WORK REQUIRED :: Look over the data below and give the number of lines containing the word "rocky", with no other words.

EXTRACTED ENTRIES ::
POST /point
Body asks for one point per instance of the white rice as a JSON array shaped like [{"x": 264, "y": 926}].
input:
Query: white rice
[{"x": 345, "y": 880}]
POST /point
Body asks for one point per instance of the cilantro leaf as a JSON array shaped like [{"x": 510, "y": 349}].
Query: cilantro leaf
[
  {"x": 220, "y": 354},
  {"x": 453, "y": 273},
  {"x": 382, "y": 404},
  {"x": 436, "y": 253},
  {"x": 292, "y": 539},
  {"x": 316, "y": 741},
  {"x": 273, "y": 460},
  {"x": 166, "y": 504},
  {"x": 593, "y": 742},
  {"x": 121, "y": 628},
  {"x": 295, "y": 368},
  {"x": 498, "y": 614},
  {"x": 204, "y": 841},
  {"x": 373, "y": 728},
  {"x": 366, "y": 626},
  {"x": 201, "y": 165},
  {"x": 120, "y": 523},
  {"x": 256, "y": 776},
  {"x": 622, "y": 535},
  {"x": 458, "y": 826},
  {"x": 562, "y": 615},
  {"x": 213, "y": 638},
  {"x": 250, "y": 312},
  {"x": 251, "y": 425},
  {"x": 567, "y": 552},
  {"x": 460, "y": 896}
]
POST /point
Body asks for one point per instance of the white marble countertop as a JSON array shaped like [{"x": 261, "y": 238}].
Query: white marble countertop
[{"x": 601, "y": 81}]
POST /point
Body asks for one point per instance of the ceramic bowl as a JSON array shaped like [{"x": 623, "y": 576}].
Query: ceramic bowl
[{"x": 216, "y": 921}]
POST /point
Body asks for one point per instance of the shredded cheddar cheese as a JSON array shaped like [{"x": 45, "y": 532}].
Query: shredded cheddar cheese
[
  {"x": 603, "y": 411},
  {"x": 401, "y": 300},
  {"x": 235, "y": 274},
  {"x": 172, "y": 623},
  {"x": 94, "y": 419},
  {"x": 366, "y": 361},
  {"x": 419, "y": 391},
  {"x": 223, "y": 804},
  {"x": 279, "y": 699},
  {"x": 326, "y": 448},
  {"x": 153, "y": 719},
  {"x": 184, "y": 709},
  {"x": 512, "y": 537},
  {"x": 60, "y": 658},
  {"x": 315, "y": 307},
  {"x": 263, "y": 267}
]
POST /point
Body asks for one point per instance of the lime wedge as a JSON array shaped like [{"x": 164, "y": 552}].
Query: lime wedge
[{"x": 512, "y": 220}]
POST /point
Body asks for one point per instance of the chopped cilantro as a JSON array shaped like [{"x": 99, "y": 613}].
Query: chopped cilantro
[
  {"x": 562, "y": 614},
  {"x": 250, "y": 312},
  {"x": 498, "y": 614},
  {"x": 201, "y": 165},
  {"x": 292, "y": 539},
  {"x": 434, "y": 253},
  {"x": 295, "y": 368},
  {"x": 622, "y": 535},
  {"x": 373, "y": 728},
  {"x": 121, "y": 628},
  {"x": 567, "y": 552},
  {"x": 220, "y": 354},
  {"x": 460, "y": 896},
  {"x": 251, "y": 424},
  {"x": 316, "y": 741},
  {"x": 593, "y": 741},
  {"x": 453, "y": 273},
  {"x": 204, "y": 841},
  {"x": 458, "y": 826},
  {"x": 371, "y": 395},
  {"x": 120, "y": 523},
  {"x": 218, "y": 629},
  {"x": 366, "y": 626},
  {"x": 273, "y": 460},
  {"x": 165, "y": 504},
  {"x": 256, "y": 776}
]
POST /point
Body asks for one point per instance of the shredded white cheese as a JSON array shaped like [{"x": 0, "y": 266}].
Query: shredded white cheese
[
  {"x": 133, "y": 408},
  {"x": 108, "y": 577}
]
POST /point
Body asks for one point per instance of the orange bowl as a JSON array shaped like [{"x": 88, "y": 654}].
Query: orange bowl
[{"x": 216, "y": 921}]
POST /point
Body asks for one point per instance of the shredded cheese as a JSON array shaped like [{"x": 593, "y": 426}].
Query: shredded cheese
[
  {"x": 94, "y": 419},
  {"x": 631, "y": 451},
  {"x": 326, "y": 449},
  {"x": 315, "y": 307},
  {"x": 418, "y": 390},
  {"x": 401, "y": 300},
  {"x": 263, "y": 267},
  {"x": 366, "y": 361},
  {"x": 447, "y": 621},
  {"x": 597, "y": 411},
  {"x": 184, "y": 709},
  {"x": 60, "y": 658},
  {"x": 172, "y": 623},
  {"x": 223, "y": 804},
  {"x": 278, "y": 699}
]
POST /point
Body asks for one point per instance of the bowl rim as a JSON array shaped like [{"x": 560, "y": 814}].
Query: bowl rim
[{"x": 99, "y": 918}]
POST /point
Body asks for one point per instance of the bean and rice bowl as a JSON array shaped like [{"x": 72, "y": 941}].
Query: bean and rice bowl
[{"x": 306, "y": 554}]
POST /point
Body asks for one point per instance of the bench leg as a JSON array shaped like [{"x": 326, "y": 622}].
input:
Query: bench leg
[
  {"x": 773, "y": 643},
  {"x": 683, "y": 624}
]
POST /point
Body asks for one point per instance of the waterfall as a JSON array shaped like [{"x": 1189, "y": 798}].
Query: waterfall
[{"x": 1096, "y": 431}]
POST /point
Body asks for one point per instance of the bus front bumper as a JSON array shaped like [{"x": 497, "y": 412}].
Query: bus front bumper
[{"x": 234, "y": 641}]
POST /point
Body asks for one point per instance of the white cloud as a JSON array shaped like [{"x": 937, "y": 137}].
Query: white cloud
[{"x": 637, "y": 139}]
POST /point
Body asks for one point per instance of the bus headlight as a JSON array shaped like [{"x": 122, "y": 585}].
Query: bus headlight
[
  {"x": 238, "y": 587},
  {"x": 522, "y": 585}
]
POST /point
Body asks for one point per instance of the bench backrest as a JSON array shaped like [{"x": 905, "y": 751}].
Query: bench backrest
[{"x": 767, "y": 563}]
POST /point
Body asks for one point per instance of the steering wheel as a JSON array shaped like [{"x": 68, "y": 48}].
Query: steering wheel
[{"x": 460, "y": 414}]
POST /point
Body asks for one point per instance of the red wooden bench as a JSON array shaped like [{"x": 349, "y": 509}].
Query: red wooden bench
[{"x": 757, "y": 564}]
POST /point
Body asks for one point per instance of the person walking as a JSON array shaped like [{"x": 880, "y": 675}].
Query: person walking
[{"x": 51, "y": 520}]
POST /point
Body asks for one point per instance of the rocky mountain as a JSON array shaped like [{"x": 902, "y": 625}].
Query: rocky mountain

OUTPUT OF THE EXERCISE :: 2